ENUNCIADO:
Copia sin cambios el fragmento del texto sobre el Che Guevara: empieza en las palabras "La mayoría de" y termina justo después de "de la revolución.".

TEXTO DE LA PÁGINA:
....................

El Che tuvo mucho de carnicero chequista, fue un asesino en serie cuando tuvo la oportunidad, pero lo que ha hecho simpática su figura ha sido que escapa a la imagen de burócrata frío y brutal típica de los regímenes comunistas

Han salido recientemente dos libros, uno sobre la Pasionaria, por Ángel Maestro, y otro sobre Che Guevara, por Fernando Díaz Villanueva, colaborador de Libertad Digital, ambos bien reveladores de hasta qué punto ha calado la mitología comunista y hasta qué punto es ella una fabricación ideológica trivial y perversa.
 
La efigie del Che Guevara, tras dos o tres décadas de semiolvido, ha reaparecido en los últimos años en camisetas, carteles y pancartas. No con la fuerza ni la relativa inocencia de antaño, sino con un regusto nostálgico y abiertamente gulagiano, pues hoy nadie puede llamarse a engaño sobre lo que significó el personaje. Pese a lo cual la manipulación continúa.
 
La mayoría de los revolucionarios de izquierda tiene una fuerte vocación de burócrata y chequista, a veces algo escondida (nunca mucho) para ellos mismos. Es decir, de burócrata capaz de decidir con poder absoluto sobre la vida de la gente, y de represor despiadado de cualquier disidencia. El Che tuvo mucho de carnicero chequista, fue un asesino en serie cuando tuvo la oportunidad, pero lo que ha hecho simpática su figura ha sido que escapa a la imagen de burócrata frío y brutal típica de los regímenes comunistas, y entra más bien en la del aventurero, del hombre de acción que intenta realizar sus utopías hasta morir en el empeño. Se ha hablado de él como un Don Quijote de la revolución.

....................

INFORMACIÓN MOSTRADA:

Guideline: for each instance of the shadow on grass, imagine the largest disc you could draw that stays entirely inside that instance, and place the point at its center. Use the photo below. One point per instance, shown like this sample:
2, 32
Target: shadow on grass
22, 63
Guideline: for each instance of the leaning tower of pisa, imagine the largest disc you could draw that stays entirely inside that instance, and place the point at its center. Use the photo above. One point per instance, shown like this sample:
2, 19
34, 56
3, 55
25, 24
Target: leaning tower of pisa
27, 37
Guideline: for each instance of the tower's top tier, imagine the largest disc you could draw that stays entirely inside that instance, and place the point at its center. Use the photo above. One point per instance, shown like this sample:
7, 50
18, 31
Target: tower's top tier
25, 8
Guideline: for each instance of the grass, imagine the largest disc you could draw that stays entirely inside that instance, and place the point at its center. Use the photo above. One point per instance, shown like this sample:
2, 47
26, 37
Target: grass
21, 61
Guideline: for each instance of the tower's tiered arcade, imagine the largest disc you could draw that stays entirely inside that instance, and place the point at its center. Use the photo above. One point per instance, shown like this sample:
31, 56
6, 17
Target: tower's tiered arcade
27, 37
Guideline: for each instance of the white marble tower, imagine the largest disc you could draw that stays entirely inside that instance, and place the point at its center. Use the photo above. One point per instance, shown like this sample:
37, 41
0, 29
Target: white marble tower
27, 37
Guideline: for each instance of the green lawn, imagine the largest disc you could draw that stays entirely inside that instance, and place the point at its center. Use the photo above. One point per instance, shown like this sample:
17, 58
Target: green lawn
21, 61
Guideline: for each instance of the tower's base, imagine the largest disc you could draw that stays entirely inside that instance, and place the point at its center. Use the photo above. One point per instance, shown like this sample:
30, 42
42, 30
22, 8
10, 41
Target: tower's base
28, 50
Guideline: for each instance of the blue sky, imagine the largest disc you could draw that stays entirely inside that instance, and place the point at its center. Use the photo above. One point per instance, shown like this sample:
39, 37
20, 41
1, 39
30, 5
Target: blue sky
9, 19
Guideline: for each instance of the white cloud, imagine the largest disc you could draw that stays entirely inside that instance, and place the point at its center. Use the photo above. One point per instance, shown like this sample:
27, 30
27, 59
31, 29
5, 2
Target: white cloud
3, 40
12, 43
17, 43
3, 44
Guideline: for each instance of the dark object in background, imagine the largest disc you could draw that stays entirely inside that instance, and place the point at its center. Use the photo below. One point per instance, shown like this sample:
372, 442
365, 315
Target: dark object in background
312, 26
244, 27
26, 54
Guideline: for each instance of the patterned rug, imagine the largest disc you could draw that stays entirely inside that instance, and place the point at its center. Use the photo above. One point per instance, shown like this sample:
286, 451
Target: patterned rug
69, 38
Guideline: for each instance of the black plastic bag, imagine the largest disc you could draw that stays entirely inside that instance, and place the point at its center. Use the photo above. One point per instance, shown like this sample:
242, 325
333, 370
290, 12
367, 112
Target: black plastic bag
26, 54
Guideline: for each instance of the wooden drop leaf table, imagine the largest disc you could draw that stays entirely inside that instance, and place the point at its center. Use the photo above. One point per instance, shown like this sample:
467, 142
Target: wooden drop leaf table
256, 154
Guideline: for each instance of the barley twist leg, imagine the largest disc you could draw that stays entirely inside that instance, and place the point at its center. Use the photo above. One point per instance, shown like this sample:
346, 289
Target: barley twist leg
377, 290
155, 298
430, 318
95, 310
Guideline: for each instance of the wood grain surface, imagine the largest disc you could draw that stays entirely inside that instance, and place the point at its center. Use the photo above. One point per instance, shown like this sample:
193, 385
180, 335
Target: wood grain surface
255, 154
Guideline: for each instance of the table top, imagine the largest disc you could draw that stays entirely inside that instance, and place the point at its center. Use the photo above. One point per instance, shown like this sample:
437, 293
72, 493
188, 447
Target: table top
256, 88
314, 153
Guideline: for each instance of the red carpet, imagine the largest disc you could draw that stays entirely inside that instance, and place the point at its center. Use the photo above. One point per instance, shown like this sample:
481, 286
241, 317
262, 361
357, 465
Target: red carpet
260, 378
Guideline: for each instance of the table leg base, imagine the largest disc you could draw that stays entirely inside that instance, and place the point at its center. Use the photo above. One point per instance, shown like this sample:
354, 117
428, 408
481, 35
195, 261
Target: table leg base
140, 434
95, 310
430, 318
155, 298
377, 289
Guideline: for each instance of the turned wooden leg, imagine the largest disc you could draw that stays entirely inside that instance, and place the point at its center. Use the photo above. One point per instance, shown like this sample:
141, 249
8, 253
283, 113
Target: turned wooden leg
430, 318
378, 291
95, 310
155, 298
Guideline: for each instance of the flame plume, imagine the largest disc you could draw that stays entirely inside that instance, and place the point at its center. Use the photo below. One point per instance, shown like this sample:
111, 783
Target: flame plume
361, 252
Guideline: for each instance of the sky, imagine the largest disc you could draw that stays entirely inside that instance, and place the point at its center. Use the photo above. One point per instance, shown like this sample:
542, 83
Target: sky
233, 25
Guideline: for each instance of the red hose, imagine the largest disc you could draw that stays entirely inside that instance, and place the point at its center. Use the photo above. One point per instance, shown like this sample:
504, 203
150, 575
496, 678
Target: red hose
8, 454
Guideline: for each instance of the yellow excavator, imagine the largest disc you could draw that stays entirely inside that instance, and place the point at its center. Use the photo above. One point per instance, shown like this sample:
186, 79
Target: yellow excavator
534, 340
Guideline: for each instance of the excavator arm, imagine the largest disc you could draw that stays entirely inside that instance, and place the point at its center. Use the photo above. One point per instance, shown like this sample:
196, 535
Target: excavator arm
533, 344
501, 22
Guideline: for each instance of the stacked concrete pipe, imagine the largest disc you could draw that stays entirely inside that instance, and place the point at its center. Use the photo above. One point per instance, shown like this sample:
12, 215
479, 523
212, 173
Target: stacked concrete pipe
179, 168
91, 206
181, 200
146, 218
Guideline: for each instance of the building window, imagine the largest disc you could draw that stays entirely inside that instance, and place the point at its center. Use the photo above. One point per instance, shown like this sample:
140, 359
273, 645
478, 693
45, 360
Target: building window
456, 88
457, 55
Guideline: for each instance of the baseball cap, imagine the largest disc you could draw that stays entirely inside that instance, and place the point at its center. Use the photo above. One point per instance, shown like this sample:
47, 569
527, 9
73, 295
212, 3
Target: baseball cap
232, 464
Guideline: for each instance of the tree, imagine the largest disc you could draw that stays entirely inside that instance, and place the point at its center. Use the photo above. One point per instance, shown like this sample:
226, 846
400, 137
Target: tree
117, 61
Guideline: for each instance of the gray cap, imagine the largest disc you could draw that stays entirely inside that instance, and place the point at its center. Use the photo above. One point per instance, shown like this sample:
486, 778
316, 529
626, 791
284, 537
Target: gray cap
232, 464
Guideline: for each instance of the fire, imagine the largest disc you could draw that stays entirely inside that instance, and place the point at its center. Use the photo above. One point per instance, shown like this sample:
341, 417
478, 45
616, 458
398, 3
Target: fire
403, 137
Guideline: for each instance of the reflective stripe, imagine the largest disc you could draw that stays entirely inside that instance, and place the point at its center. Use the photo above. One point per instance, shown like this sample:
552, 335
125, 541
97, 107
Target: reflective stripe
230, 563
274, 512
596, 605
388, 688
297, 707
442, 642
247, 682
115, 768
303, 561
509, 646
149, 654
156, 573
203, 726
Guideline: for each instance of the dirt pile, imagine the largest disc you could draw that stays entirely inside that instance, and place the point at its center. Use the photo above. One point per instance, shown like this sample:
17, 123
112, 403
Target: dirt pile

....................

RESPUESTA:
La mayoría de los revolucionarios de izquierda tiene una fuerte vocación de burócrata y chequista, a veces algo escondida (nunca mucho) para ellos mismos. Es decir, de burócrata capaz de decidir con poder absoluto sobre la vida de la gente, y de represor despiadado de cualquier disidencia. El Che tuvo mucho de carnicero chequista, fue un asesino en serie cuando tuvo la oportunidad, pero lo que ha hecho simpática su figura ha sido que escapa a la imagen de burócrata frío y brutal típica de los regímenes comunistas, y entra más bien en la del aventurero, del hombre de acción que intenta realizar sus utopías hasta morir en el empeño. Se ha hablado de él como un Don Quijote de la revolución.